**Exercise description:** Pull a word-for-word piece from the passage on mental filters and naive realism: start at the words "Haidt dives even" and stop after "in your mind.".

**Text segment:**
=== Section Start ===

Jonathon Haidt, author of The Happiness Hypothesis, stated in his book:
"You can't change your mental filters by willpower alone; you have to engage in activities such as meditation or cognitive therapy that train the elephant."
The elephant personifies our primal emotions; the ID of our personality. This part of us is highly persuasive, and is the reason we see everything through rose-colored glass. In essence, an "unconscious overclaiming" of self-seeking biases.
Haidt dives even deeper by exploiting our way of thinking as a place mat for "naive realism": every person believing they are seeing the world for how it truly is; that the facts that we see should be agreed upon by everyone around us because WE see it. What's worse, our view of those that don't agree is that they have yet to be exposed to the "truth".
Yet, as you probably have already guessed, this inherited principle is only further from the truth. To be able to come close to seeing reality--through a polished lens--requires the ability to step back and view the world through multiple perspectives. This is authentic intelligence; a willingness to sustain all sides to an argument in your mind.

=== Section End ===

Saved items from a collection
=== Section Start ===

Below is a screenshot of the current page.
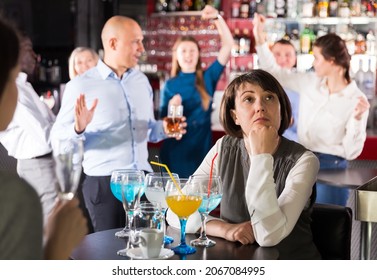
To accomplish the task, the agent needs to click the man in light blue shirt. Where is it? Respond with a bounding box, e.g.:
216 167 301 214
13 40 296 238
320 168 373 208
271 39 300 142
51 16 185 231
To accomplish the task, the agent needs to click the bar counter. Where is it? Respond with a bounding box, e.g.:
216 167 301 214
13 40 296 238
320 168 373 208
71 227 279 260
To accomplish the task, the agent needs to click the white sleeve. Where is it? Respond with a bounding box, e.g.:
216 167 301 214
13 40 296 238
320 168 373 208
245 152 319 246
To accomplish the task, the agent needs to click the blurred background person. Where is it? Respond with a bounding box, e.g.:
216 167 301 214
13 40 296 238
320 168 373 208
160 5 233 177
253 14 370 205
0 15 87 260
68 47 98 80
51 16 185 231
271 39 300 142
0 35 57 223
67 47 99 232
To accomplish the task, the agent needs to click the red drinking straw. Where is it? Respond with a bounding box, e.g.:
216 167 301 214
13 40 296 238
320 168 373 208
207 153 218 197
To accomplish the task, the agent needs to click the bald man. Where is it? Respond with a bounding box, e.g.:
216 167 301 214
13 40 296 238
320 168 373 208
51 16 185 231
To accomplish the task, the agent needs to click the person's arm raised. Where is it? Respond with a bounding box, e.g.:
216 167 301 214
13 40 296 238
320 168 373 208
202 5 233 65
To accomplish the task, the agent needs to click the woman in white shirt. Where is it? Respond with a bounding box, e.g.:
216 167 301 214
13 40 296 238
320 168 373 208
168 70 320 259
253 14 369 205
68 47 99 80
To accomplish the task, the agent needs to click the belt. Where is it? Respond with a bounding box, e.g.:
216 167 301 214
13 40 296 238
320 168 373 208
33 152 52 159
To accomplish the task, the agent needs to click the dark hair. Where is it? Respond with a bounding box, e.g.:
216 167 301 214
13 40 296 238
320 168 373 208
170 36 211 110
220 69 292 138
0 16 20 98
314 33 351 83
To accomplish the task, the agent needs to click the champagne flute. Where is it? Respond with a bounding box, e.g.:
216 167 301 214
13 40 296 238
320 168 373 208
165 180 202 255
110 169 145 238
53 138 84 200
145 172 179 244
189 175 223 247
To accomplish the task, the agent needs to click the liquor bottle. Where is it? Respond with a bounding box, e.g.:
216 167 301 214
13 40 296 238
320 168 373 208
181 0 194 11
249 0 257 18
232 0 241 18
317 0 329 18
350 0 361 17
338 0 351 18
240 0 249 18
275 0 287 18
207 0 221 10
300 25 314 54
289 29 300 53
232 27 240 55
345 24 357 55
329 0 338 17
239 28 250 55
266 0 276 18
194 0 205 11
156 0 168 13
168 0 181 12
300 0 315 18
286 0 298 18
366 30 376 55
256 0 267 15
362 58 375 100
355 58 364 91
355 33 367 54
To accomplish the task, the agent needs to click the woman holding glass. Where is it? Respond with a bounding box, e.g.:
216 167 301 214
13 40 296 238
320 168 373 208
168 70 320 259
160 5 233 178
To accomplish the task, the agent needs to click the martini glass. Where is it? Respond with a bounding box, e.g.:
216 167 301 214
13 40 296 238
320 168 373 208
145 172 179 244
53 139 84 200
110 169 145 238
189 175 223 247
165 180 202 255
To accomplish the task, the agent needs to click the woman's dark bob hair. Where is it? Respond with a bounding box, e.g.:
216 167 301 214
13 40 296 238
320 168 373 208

=== Section End ===
=== Section Start ===

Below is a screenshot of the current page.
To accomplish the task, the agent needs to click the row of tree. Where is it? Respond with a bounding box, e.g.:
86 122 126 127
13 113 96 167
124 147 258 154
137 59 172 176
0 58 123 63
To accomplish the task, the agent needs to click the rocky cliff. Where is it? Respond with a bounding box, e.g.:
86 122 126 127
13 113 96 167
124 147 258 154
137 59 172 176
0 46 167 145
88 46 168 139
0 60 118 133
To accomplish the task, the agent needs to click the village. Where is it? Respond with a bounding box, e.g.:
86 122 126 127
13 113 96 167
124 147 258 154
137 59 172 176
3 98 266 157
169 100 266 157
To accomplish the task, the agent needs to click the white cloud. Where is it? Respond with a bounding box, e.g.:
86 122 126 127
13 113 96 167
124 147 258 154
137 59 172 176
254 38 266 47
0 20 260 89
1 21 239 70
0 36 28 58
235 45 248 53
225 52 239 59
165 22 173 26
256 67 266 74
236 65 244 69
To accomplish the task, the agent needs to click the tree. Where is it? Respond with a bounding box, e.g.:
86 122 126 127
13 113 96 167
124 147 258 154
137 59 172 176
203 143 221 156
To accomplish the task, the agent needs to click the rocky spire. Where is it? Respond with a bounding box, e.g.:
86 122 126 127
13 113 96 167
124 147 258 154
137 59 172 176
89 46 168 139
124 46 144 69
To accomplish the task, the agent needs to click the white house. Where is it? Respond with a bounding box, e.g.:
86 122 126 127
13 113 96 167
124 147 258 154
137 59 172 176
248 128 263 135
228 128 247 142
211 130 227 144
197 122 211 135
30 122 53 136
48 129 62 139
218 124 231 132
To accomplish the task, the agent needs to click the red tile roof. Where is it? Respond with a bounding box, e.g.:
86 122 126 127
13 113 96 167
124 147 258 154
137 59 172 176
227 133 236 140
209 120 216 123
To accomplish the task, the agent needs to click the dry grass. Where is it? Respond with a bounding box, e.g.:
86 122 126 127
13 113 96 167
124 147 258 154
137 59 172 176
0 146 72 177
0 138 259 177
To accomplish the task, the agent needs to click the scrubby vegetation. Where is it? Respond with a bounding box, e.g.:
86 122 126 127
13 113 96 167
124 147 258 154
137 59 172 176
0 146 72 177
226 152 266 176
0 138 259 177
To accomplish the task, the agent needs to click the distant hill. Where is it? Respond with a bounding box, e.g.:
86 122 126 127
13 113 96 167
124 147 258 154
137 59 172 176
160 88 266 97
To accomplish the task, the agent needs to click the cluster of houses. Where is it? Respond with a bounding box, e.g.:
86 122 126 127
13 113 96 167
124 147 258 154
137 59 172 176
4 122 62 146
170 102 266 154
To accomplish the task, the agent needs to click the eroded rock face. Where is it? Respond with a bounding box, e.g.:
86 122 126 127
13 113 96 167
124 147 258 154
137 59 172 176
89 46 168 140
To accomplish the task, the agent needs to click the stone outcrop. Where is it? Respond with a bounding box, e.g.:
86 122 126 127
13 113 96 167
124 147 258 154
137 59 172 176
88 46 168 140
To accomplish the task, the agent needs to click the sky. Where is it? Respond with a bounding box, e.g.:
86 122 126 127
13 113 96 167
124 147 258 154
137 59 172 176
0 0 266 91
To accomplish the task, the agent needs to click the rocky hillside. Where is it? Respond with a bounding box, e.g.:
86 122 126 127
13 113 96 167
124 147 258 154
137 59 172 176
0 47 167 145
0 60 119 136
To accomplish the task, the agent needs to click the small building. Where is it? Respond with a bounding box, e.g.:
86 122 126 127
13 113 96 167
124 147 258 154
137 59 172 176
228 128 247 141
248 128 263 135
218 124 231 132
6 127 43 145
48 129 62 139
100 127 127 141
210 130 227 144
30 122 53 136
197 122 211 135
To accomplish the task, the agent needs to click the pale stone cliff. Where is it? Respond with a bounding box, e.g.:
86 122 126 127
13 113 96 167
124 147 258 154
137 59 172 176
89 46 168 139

=== Section End ===
=== Section Start ===

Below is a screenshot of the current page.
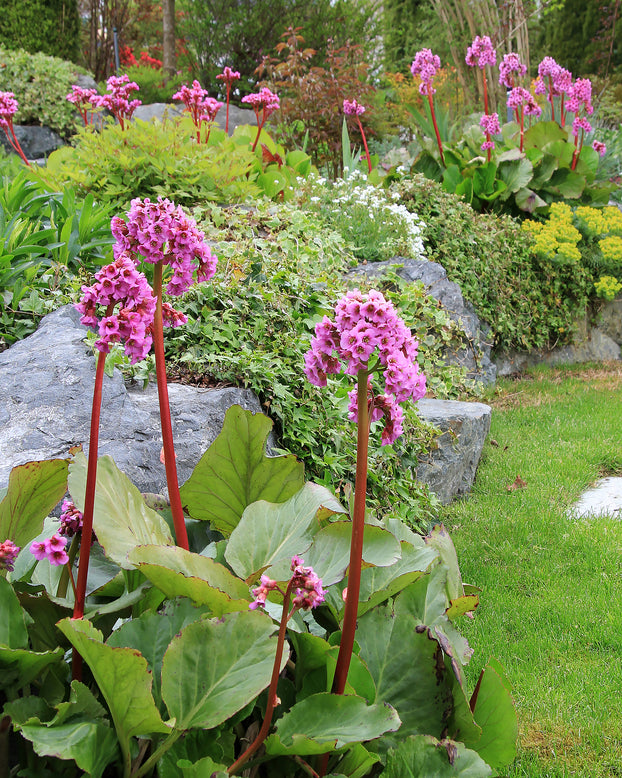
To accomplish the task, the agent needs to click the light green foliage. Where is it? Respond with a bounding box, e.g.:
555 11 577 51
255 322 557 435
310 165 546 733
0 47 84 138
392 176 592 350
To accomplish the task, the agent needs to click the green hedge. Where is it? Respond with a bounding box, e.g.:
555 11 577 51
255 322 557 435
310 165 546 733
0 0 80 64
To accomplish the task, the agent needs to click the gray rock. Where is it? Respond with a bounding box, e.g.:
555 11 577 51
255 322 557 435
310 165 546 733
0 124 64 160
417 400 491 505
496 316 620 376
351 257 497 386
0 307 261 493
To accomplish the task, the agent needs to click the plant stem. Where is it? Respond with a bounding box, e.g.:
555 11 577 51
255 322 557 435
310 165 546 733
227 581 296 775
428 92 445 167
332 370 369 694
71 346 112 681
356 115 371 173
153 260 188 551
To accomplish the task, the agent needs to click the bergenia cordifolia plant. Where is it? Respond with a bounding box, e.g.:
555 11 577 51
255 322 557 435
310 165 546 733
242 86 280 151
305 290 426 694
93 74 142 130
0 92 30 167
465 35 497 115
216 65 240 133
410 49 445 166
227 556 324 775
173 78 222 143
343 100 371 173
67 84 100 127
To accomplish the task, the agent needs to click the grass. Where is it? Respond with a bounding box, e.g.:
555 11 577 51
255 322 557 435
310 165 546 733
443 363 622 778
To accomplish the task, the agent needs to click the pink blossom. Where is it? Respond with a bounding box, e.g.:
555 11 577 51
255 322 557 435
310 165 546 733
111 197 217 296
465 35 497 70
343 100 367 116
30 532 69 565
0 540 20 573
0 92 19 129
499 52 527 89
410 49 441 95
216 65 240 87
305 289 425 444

=== Section End ===

**Response to this task:**
Haidt dives even deeper by exploiting our way of thinking as a place mat for "naive realism": every person believing they are seeing the world for how it truly is; that the facts that we see should be agreed upon by everyone around us because WE see it. What's worse, our view of those that don't agree is that they have yet to be exposed to the "truth".
Yet, as you probably have already guessed, this inherited principle is only further from the truth. To be able to come close to seeing reality--through a polished lens--requires the ability to step back and view the world through multiple perspectives. This is authentic intelligence; a willingness to sustain all sides to an argument in your mind.